▶ **TASK TO COMPLETE**: Repeat all the lines below exactly, but omit the pictures.

(Stored data)
*-*-*

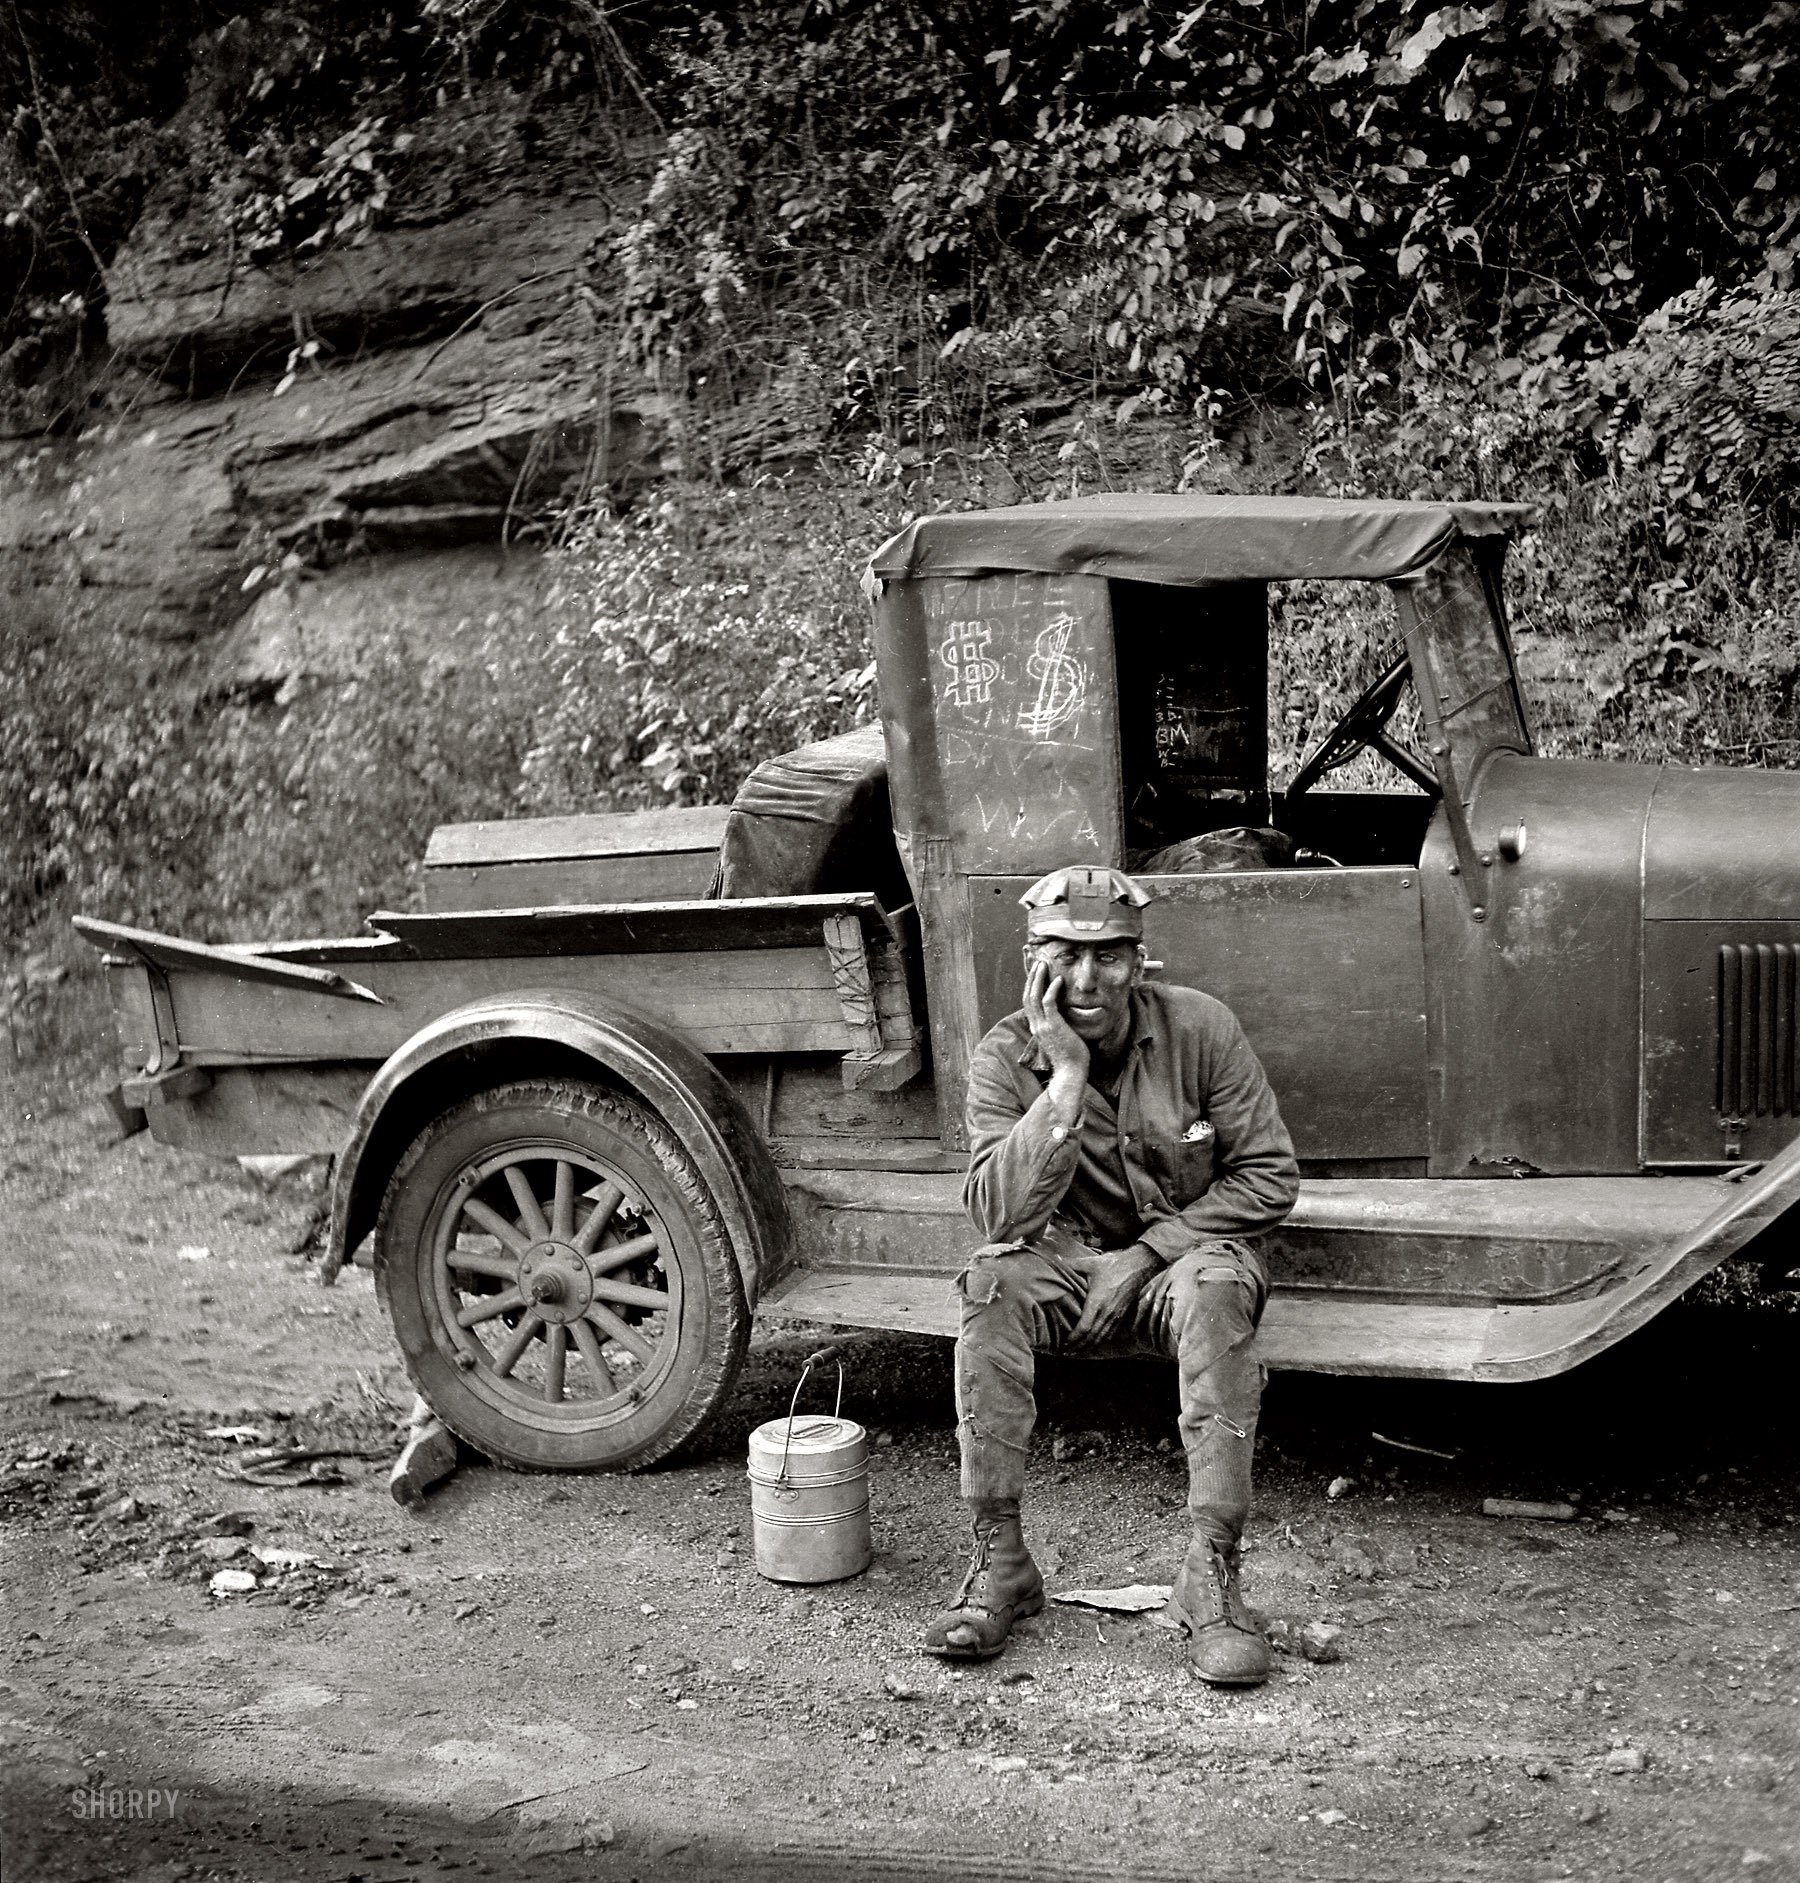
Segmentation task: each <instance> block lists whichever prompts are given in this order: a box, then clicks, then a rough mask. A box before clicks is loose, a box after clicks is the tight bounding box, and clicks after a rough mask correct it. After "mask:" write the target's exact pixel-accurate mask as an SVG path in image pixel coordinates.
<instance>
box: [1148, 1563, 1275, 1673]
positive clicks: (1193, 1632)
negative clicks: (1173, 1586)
mask: <svg viewBox="0 0 1800 1883" xmlns="http://www.w3.org/2000/svg"><path fill="white" fill-rule="evenodd" d="M1169 1614H1171V1616H1175V1619H1177V1621H1181V1623H1182V1627H1184V1629H1186V1631H1188V1666H1192V1668H1194V1672H1196V1674H1197V1676H1199V1678H1201V1680H1205V1682H1211V1683H1213V1685H1214V1687H1260V1685H1262V1683H1263V1682H1265V1680H1267V1678H1269V1642H1267V1640H1265V1638H1263V1634H1262V1629H1258V1627H1256V1623H1254V1621H1252V1619H1250V1610H1248V1608H1245V1599H1243V1593H1241V1591H1239V1587H1237V1567H1235V1565H1233V1563H1228V1561H1226V1559H1224V1555H1222V1553H1220V1550H1218V1546H1216V1544H1214V1542H1211V1538H1207V1537H1196V1538H1194V1542H1192V1544H1190V1546H1188V1559H1186V1561H1184V1563H1182V1565H1181V1574H1179V1576H1177V1578H1175V1587H1173V1589H1171V1591H1169Z"/></svg>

*-*-*

▶ **RESPONSE AREA**:
Segmentation task: each <instance> block lists whichever prompts are given in this order: a box, then clicks, then a rough mask. A box before clicks is loose, a box after clicks is the tight bounding box, and clicks after a rough mask correct it. After "mask:" write the target's exact pixel-accurate mask as an SVG path in image pixel coordinates.
<instance>
box: [1148, 1563, 1275, 1673]
positive clicks: (1193, 1632)
negative clicks: (1173, 1586)
mask: <svg viewBox="0 0 1800 1883" xmlns="http://www.w3.org/2000/svg"><path fill="white" fill-rule="evenodd" d="M1169 1614H1171V1616H1175V1619H1177V1621H1181V1623H1182V1627H1184V1629H1186V1631H1188V1666H1192V1668H1194V1672H1196V1674H1197V1676H1199V1678H1201V1680H1205V1682H1211V1683H1213V1685H1214V1687H1260V1685H1262V1683H1263V1682H1265V1680H1267V1678H1269V1642H1267V1640H1265V1638H1263V1634H1262V1629H1258V1627H1256V1623H1254V1621H1252V1619H1250V1610H1248V1608H1245V1599H1243V1593H1241V1591H1239V1587H1237V1567H1235V1565H1233V1563H1228V1561H1226V1559H1224V1555H1222V1553H1220V1550H1218V1546H1216V1544H1214V1542H1211V1538H1207V1537H1196V1538H1194V1542H1192V1544H1190V1546H1188V1559H1186V1561H1184V1563H1182V1565H1181V1574H1179V1576H1177V1578H1175V1587H1173V1589H1171V1591H1169Z"/></svg>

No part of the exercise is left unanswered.